What this task involves –
All lines holding the word "white" in the listing below need to be copied.

═══ Exercise inputs ═══

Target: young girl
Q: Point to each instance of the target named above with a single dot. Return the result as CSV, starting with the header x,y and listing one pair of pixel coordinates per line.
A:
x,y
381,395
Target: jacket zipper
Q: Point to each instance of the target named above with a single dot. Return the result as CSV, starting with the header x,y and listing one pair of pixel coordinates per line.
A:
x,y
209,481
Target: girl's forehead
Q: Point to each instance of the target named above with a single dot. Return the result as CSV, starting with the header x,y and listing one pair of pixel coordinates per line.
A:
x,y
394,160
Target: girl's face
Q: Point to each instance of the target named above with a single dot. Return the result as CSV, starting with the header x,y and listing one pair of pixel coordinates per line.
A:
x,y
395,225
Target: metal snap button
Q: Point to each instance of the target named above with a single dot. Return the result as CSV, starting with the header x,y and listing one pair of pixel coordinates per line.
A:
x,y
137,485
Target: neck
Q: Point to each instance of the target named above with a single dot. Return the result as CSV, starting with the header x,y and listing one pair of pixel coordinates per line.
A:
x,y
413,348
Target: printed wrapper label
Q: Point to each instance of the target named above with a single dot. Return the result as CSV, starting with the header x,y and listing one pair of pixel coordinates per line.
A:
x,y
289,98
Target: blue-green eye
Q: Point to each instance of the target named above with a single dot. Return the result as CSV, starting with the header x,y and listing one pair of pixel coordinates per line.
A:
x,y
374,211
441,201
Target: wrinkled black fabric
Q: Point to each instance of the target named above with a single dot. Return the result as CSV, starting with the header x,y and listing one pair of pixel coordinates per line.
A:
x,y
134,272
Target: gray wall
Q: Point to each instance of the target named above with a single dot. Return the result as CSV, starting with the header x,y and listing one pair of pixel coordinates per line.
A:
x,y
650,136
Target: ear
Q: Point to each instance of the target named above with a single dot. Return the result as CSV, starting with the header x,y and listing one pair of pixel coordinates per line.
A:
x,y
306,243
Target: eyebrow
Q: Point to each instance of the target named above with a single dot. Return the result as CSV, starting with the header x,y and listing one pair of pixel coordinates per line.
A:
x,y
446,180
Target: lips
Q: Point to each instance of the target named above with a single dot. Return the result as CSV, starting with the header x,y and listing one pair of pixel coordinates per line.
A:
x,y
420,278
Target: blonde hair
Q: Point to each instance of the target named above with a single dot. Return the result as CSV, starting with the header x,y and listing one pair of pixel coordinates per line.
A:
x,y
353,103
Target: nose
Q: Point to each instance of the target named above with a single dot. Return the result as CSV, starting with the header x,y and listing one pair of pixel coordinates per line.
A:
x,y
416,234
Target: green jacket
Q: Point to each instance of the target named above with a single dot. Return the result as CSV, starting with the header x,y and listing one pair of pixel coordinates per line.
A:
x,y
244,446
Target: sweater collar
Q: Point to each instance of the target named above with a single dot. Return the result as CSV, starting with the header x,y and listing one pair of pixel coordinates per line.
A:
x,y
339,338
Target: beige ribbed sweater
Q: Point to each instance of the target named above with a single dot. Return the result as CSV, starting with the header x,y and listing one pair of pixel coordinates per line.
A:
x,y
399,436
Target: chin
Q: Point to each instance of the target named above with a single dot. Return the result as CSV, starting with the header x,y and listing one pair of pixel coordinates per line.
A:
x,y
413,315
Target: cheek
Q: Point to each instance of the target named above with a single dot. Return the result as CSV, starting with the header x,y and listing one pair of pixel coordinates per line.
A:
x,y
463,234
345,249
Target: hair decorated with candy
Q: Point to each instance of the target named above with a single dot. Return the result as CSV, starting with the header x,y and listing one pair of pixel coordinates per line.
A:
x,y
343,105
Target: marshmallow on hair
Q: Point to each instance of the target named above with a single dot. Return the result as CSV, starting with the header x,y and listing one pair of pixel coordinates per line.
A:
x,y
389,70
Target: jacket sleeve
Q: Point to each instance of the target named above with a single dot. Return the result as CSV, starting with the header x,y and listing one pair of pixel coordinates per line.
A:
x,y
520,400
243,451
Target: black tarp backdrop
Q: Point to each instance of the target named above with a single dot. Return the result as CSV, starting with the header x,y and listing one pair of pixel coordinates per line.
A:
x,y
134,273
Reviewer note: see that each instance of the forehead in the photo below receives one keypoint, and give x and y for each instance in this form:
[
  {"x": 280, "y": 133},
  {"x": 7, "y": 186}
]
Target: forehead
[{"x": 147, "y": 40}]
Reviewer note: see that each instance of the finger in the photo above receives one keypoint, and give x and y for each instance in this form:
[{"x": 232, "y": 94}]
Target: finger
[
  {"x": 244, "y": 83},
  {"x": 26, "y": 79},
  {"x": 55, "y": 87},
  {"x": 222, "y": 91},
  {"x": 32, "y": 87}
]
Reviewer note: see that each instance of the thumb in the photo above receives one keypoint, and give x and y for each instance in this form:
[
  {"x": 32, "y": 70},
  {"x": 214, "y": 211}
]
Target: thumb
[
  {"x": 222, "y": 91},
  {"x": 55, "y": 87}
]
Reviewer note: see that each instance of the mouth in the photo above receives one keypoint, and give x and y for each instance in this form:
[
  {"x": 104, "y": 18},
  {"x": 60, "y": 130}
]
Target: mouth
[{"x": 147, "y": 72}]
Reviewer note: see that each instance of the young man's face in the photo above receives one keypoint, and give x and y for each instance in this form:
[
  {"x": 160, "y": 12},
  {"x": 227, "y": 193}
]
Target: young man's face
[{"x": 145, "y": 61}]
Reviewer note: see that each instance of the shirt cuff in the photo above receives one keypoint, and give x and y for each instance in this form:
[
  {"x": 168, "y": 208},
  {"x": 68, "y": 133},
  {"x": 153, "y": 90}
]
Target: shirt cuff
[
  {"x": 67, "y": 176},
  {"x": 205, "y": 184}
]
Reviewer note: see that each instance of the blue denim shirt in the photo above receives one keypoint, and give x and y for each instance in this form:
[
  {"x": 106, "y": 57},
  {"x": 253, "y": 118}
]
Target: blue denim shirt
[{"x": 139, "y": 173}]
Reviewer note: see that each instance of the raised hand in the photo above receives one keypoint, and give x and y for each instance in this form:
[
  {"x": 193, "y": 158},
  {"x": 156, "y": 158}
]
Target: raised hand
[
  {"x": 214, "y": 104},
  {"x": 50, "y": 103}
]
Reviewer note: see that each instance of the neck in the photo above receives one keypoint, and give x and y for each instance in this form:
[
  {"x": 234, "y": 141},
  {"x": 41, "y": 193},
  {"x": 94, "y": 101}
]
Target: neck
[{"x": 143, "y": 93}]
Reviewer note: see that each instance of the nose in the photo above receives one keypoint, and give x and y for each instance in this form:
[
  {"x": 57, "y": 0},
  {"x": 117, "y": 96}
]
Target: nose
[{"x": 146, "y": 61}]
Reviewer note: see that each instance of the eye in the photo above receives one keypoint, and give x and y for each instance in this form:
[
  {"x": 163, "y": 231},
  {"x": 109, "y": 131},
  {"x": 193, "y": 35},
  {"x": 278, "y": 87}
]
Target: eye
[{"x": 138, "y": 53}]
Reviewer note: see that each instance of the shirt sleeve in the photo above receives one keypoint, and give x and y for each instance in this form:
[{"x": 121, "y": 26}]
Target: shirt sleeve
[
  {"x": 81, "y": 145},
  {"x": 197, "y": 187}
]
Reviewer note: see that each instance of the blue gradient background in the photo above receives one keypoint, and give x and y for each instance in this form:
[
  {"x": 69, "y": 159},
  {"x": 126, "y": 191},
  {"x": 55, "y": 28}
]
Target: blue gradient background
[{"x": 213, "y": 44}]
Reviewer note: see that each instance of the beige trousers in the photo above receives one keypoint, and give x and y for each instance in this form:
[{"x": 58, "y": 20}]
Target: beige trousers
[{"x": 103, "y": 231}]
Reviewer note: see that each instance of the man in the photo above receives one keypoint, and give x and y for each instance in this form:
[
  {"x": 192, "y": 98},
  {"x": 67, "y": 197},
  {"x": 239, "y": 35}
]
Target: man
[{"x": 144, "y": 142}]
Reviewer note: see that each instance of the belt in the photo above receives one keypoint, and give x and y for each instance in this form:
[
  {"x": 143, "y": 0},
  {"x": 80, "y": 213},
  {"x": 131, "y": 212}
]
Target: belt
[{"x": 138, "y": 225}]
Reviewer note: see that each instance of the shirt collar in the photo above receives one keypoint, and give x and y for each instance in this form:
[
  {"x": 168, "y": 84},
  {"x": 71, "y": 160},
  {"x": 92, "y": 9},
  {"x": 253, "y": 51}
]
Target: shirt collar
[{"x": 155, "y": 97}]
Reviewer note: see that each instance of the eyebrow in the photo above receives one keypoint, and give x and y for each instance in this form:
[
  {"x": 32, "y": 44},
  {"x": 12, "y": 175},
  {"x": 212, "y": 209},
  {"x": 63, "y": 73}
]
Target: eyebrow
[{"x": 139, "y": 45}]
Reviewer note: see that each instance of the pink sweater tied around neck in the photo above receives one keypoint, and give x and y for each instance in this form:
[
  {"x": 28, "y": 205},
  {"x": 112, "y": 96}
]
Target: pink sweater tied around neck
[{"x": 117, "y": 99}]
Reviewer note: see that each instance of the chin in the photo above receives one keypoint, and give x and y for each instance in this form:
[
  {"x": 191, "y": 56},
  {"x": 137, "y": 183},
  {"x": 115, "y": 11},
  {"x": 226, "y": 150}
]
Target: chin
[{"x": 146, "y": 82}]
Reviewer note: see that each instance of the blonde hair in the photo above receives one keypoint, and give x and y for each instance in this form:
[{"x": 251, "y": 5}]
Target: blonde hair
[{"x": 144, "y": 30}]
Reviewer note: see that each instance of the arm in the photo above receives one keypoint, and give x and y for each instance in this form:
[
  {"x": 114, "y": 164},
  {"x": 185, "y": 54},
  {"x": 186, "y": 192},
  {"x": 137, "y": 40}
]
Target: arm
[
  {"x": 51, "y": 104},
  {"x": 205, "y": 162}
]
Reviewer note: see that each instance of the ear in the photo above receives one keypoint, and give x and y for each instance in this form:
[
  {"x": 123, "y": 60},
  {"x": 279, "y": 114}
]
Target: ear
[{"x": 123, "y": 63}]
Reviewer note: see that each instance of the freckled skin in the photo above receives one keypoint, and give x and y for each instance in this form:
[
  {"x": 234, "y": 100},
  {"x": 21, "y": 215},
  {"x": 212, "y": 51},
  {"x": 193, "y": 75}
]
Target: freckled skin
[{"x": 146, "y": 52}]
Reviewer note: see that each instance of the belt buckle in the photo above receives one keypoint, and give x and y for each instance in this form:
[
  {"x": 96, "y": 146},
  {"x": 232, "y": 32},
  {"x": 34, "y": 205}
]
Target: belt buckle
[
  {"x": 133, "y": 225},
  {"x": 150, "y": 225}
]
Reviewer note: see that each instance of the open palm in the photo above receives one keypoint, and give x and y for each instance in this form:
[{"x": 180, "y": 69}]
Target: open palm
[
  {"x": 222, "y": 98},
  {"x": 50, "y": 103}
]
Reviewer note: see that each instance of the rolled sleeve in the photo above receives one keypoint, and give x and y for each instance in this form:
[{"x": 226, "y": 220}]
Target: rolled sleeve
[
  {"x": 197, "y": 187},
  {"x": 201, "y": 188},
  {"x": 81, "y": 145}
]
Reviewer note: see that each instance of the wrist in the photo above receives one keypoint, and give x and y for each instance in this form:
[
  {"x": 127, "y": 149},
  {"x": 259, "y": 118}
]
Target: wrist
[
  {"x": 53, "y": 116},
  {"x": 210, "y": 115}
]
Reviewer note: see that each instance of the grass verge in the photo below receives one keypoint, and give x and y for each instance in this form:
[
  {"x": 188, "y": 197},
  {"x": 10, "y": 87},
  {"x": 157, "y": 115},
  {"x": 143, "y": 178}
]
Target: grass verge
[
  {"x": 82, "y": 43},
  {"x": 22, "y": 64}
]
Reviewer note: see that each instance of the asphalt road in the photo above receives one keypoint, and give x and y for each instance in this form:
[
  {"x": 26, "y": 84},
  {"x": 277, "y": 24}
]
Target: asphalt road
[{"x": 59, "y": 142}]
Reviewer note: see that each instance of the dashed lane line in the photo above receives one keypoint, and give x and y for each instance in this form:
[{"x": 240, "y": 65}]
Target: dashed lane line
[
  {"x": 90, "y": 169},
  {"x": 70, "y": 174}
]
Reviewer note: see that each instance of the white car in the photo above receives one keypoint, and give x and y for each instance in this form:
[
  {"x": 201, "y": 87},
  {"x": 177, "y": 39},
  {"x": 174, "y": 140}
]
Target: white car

═══

Answer section –
Reviewer note: see that each instance of the white car in the photo above receives one keypoint, and give x and y for each instance in this form:
Target: white car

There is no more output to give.